Written problem:
Report every line below that contains the word "towel", copying each such line in full. Uppercase and lowercase letters count as different.

Exercise inputs:

══════════

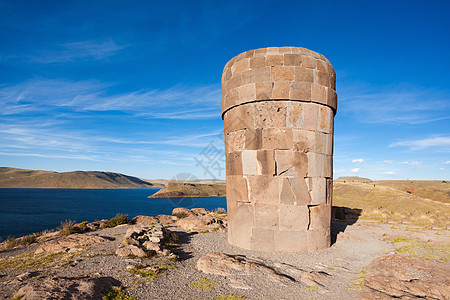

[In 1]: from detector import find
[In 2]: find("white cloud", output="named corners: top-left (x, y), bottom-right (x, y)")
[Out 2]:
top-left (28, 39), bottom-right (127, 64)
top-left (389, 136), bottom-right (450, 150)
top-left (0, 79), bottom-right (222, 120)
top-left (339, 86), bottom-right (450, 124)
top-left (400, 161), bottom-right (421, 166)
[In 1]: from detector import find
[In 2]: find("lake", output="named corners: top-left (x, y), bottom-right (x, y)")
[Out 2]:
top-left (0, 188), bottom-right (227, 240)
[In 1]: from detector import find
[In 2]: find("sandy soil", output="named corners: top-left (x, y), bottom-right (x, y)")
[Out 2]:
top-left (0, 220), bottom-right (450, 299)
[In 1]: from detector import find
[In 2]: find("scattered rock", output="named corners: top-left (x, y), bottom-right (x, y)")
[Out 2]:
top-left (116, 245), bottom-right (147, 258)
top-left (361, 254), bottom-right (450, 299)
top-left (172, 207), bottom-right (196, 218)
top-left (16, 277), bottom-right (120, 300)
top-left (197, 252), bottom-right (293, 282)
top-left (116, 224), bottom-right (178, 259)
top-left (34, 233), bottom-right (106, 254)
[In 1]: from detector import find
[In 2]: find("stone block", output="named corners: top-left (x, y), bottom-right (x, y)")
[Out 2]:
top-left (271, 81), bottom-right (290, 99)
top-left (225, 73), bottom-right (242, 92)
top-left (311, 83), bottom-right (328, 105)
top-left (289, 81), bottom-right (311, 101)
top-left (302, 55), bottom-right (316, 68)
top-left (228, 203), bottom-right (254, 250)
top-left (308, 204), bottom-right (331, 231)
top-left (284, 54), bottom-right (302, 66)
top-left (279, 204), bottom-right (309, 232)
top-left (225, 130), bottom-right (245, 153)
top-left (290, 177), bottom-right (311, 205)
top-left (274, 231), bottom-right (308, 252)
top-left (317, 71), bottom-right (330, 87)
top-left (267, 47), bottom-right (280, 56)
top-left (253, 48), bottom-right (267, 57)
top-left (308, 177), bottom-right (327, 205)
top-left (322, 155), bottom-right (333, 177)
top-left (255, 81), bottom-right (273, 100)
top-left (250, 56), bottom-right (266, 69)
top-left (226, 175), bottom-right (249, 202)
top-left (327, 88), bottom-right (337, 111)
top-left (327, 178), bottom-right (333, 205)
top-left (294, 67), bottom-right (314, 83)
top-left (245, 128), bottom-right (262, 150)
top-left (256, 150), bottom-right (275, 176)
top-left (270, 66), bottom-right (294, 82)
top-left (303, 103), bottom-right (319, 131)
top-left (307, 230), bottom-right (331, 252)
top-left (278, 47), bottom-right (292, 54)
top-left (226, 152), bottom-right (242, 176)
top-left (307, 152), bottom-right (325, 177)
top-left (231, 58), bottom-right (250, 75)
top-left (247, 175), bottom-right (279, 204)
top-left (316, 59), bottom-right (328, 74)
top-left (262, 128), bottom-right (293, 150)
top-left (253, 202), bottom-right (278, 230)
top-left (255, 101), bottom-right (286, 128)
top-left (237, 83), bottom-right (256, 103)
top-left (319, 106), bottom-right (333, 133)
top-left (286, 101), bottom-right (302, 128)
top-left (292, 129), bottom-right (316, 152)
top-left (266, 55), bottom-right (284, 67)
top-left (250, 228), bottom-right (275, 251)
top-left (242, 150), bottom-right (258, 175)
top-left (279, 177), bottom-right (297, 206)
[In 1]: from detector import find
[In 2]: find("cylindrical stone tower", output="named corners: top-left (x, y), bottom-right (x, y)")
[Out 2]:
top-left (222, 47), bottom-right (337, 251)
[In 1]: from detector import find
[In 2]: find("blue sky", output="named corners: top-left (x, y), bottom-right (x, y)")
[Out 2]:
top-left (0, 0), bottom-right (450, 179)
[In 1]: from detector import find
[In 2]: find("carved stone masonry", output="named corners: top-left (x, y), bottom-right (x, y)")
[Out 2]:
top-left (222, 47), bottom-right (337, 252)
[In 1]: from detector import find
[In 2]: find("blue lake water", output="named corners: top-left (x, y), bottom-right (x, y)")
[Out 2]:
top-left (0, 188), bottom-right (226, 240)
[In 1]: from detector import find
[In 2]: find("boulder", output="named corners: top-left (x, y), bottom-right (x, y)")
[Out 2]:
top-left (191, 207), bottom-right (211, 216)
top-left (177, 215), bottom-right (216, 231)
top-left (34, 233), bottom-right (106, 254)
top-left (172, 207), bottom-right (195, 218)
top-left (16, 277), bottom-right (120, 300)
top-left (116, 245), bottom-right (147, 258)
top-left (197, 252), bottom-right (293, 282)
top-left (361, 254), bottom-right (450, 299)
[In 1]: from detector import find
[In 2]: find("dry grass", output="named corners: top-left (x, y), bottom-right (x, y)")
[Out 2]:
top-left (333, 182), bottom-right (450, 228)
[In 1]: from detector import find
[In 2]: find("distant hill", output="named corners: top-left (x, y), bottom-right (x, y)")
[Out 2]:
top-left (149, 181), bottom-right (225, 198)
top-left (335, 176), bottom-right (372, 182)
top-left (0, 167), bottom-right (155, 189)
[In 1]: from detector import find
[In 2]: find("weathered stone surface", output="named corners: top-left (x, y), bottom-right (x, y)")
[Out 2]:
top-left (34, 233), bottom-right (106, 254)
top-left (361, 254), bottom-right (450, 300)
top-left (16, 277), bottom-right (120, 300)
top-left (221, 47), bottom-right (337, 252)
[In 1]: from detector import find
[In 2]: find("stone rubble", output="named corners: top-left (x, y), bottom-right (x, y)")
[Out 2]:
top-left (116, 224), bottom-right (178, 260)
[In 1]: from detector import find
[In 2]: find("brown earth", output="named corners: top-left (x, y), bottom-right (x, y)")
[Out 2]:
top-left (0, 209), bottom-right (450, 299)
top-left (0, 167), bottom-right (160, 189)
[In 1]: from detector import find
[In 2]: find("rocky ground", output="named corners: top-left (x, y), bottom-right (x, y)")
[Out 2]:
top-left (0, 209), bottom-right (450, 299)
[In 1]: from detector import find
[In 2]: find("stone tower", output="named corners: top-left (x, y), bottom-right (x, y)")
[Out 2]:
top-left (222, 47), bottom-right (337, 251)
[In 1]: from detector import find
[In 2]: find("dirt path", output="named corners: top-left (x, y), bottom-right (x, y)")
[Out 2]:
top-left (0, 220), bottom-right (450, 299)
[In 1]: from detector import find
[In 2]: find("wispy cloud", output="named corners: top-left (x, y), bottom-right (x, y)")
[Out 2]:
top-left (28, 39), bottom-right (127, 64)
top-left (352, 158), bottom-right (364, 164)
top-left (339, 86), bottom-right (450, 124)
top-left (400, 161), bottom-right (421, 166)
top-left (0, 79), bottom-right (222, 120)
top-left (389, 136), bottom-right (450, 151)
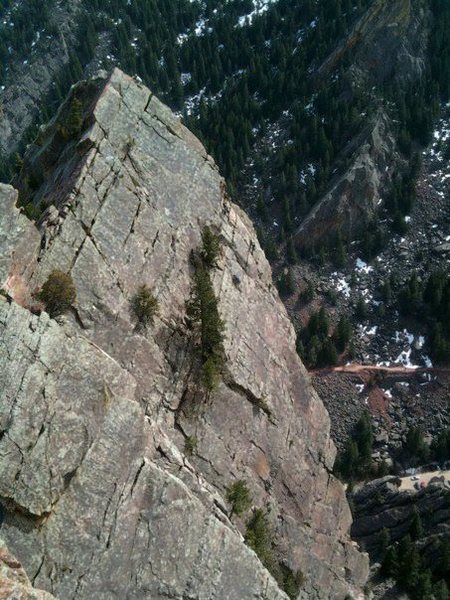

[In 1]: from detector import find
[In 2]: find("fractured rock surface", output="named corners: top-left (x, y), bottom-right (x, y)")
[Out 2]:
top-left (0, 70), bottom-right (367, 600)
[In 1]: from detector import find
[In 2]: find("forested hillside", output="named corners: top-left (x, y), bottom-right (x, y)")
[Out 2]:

══════════

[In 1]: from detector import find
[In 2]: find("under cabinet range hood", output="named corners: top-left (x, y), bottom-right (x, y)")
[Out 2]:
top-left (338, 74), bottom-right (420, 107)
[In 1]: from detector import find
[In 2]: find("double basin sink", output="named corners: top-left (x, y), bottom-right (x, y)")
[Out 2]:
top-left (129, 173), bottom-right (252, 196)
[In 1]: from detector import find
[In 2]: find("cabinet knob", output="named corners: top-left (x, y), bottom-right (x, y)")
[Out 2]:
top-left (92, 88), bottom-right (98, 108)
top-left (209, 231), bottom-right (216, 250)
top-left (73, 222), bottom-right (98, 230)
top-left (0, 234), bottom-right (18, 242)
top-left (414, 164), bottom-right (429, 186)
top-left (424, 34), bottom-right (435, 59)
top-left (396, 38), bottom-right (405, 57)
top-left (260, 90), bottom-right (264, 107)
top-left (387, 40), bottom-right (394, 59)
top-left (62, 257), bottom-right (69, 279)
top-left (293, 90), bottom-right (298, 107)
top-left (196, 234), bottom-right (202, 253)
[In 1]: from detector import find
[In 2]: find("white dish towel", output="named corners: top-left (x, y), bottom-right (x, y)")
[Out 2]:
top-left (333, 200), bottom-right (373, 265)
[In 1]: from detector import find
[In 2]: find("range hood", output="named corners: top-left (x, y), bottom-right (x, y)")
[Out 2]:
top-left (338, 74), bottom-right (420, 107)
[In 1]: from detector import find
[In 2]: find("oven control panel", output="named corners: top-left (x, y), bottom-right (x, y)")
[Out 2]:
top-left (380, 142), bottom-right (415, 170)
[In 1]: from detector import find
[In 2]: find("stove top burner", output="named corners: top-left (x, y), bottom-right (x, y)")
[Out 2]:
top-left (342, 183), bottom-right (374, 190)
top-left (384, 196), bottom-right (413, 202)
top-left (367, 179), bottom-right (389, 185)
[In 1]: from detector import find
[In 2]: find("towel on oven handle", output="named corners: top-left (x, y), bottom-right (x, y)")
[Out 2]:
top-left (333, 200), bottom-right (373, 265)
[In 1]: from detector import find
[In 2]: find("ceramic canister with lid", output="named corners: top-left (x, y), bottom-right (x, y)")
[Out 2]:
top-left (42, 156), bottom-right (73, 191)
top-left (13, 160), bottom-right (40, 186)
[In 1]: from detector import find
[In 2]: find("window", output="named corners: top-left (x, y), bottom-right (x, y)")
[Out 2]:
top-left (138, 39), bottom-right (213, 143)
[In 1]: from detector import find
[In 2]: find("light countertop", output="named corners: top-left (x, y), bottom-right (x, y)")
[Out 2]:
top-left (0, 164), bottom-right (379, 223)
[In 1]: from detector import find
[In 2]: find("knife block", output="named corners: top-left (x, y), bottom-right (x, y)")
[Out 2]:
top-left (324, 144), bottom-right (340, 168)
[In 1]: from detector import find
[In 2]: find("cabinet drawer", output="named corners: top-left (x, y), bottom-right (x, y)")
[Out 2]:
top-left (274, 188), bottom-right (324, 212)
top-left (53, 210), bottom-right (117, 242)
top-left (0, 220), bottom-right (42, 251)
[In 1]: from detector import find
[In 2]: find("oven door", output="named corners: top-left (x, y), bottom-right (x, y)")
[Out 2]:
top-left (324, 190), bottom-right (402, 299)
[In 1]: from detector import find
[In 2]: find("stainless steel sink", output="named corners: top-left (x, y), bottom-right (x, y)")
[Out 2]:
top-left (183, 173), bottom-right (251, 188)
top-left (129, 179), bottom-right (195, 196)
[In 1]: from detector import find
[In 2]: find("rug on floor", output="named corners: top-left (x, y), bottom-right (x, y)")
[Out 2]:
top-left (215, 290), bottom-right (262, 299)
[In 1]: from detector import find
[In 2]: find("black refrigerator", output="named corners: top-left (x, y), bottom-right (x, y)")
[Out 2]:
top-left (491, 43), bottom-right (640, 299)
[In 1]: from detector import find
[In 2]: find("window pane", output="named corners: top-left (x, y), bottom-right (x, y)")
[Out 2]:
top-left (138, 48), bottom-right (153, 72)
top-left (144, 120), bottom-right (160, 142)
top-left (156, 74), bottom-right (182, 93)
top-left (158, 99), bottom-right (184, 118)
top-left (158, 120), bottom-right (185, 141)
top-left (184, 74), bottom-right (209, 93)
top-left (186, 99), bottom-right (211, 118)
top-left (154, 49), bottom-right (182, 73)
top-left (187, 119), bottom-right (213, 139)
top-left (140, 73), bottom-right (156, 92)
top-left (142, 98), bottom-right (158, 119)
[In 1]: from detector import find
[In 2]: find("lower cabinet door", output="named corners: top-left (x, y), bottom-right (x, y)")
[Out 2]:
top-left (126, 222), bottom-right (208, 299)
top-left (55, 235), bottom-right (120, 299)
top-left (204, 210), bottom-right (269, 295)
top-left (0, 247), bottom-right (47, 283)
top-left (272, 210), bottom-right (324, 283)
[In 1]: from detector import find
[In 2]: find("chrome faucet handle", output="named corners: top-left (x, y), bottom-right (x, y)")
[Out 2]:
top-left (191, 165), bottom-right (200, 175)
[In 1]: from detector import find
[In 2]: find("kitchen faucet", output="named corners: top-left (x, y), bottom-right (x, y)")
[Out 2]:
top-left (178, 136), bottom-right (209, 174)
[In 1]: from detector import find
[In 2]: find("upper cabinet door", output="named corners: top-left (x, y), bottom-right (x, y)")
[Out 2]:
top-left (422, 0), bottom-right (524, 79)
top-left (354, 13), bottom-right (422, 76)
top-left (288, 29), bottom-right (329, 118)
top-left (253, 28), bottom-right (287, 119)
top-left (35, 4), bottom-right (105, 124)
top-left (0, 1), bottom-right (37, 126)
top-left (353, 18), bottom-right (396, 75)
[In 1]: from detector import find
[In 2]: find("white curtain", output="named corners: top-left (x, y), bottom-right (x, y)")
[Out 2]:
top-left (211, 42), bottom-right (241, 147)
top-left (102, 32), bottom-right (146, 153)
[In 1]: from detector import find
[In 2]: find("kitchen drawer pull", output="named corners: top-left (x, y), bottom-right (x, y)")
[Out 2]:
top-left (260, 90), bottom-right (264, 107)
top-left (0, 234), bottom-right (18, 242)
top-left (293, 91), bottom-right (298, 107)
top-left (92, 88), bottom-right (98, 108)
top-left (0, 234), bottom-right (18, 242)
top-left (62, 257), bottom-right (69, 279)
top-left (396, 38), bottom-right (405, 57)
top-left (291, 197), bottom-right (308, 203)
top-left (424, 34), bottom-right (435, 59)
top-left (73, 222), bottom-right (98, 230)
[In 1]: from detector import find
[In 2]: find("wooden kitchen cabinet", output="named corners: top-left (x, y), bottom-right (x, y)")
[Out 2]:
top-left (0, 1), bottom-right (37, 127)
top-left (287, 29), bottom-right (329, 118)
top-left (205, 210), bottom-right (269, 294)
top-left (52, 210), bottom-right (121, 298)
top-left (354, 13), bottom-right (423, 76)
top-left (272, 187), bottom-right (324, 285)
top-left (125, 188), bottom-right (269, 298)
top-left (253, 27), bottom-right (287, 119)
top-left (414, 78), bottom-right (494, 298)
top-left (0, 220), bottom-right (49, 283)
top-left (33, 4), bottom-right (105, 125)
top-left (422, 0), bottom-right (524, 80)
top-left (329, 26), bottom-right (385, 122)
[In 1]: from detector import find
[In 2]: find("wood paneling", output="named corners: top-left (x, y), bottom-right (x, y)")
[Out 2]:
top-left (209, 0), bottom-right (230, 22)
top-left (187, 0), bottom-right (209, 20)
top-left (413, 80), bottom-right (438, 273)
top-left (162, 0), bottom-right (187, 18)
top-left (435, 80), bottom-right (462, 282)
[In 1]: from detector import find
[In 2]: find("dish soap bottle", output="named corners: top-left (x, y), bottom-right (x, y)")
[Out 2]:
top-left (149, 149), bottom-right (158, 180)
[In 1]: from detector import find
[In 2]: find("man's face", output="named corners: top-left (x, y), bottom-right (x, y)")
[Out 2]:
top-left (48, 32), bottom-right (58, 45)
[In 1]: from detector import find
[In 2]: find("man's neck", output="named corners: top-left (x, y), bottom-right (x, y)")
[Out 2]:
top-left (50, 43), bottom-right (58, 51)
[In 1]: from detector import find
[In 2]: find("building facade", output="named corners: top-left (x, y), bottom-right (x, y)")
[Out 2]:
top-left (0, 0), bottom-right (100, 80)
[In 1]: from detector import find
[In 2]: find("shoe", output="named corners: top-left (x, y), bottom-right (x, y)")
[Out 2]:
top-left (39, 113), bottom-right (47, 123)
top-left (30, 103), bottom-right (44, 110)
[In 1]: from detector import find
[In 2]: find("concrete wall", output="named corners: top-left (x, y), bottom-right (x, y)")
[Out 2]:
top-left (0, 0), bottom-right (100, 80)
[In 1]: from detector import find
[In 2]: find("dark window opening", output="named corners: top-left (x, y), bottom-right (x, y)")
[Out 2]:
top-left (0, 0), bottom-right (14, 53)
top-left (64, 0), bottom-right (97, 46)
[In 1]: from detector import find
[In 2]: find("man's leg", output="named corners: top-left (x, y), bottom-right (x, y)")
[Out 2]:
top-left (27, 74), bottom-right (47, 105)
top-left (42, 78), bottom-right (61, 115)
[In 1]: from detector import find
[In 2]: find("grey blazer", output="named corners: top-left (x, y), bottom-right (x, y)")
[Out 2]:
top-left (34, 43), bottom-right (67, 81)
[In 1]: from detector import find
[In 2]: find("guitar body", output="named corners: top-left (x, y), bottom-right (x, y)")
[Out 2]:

══════════

Reply:
[In 2]: find("white dish towel", output="named corners: top-left (x, y), bottom-right (x, y)")
[In 2]: find("towel on oven handle", output="named corners: top-left (x, y), bottom-right (x, y)")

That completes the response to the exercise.